Exercise prompt: What you return should match the data below exactly, line for line.

Natural language region descriptions
******************************

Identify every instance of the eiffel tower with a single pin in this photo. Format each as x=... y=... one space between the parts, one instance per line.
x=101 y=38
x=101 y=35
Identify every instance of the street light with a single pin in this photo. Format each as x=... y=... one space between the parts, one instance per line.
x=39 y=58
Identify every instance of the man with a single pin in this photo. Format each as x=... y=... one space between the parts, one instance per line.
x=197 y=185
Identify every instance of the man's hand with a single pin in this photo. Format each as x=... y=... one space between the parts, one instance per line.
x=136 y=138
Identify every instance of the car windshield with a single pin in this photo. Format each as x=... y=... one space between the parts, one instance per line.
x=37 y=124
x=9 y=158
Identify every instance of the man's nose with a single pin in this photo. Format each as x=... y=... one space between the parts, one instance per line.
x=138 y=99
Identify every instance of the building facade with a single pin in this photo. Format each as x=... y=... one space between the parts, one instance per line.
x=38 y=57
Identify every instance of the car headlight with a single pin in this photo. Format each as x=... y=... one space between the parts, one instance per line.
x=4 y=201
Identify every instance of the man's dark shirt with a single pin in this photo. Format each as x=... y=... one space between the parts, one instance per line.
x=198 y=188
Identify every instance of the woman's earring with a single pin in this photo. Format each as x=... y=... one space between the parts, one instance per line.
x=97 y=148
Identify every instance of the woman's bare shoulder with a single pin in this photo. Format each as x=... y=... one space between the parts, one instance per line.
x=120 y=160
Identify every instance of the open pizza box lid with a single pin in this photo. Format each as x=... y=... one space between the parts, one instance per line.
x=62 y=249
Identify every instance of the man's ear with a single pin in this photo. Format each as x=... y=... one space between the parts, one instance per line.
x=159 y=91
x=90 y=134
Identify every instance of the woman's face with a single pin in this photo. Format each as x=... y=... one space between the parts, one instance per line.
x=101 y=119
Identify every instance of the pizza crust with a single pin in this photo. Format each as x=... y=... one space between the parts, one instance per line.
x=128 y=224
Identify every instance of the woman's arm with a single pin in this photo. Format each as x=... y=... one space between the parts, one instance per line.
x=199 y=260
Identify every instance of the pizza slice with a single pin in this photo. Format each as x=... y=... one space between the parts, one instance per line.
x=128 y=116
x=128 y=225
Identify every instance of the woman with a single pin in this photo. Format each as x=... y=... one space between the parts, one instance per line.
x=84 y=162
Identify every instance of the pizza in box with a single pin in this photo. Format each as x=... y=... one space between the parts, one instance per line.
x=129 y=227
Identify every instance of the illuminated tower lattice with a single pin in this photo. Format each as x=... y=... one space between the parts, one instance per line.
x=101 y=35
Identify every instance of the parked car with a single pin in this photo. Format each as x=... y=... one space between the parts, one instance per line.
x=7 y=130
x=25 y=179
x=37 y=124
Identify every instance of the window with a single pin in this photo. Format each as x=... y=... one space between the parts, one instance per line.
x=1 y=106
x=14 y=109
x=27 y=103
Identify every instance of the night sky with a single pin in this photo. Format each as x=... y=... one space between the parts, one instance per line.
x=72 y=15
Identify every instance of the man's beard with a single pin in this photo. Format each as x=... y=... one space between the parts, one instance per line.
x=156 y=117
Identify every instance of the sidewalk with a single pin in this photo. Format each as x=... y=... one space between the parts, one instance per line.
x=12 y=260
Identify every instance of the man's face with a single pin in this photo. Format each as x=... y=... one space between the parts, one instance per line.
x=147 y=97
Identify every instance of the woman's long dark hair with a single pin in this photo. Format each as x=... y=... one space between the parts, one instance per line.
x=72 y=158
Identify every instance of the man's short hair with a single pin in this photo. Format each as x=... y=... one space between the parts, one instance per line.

******************************

Exercise solution:
Identify every instance of the eiffel tower with a single pin in this photo. Format each as x=... y=... one space between the parts, one instance per line.
x=101 y=38
x=101 y=35
Identify every instance of the street light with a single pin in this photo. Format each as x=... y=... one space between the parts, one instance per line.
x=39 y=58
Identify every instance of the man with a single pin in this photo. Format each as x=... y=... one space between the parts, one instance per line.
x=197 y=185
Identify every instance of the man's hand with a single pin in this photo. Format each as x=... y=... one space between the parts, one instance per line.
x=136 y=138
Identify every instance of the car windshield with a single pin in this photo. Format each as x=... y=... one space between the parts, one instance per line.
x=37 y=124
x=9 y=158
Identify every instance of the man's nose with a single pin in this photo. Format each as x=... y=... one space between the parts, one instance per line.
x=138 y=99
Identify every instance of the building facade with a single pin in this photo. Format each as x=... y=... one space between the parts, one instance per line.
x=38 y=57
Identify every instance of the car headlight with a single pin in this photo. Format each as x=... y=... one space between the parts, one instance per line.
x=4 y=201
Identify every instance of the man's dark shirt with a single pin in this photo. Format each as x=... y=... one space between the parts, one instance per line.
x=198 y=188
Identify every instance of the woman's earring with a single pin in this photo. Format each as x=... y=... one space between the parts, one instance per line.
x=97 y=148
Identify every instance of the woman's bare shoulder with a single pin in this photo. Format each as x=... y=... one space between the parts, one instance per line.
x=120 y=160
Identify every instance of the open pizza box lid with a single pin in this photo. Format each as x=... y=... one space between the parts, one instance per line.
x=62 y=249
Identify every instance of the man's ear with a single pin in this photo. Format each as x=... y=... one space between the parts, one instance per line.
x=159 y=91
x=90 y=134
Identify every instance of the woman's face with a single pin in this photo. Format each as x=... y=... one space between the parts, one instance per line.
x=101 y=119
Identify every instance of the pizza crust with a single pin in this photo. Format each as x=... y=... one space between the parts, one instance per line.
x=128 y=224
Identify every instance of the woman's arm with a single pin in this photo. Format each as x=... y=... one space between the parts, one instance per line.
x=199 y=260
Identify every instance of the pizza slice with a single pin in this photo. Format each as x=... y=... one space between the parts, one instance per line.
x=128 y=116
x=128 y=225
Identify every instance of the woman with a single pin in this photo. Format each as x=... y=... one space between the parts, one instance per line.
x=84 y=162
Identify every instance of the pizza in box with a single pin in this photo. Format each as x=... y=... one space between the parts, one instance per line.
x=129 y=227
Identify every instance of the illuminated tower lattice with a single pin in this photo. Format each as x=... y=... one space between the parts, one instance per line.
x=101 y=35
Identify every instance of the parked car with a single pin in this photo. Format each as x=... y=... one space between the parts, one instance per line.
x=7 y=130
x=25 y=179
x=37 y=124
Identify every instance of the window with a single pin in this photo. Format each as x=... y=... one space between the parts, one instance per line.
x=1 y=106
x=14 y=109
x=27 y=103
Identify every instance of the night sky with a single pin in this photo. Format each as x=... y=... one space between the parts, one instance per line.
x=72 y=15
Identify every instance of the man's beard with a single pin in this photo. Format each as x=... y=... one space between the parts, one instance per line.
x=156 y=117
Identify every instance of the sidewalk with a single pin in this photo. Format each as x=... y=... one space between the parts, one instance per line.
x=12 y=260
Identify every instance of the man's face with a single pin in this photo. Format each as x=... y=... one space between the parts, one instance per line.
x=147 y=97
Identify every instance of the woman's long dark hair with a single pin in this photo. Format each as x=... y=... one space between the parts, one instance per line.
x=72 y=158
Identify every instance of the man's short hair with a single pin in this photo. Format each as x=... y=... one space between the parts, one instance per line.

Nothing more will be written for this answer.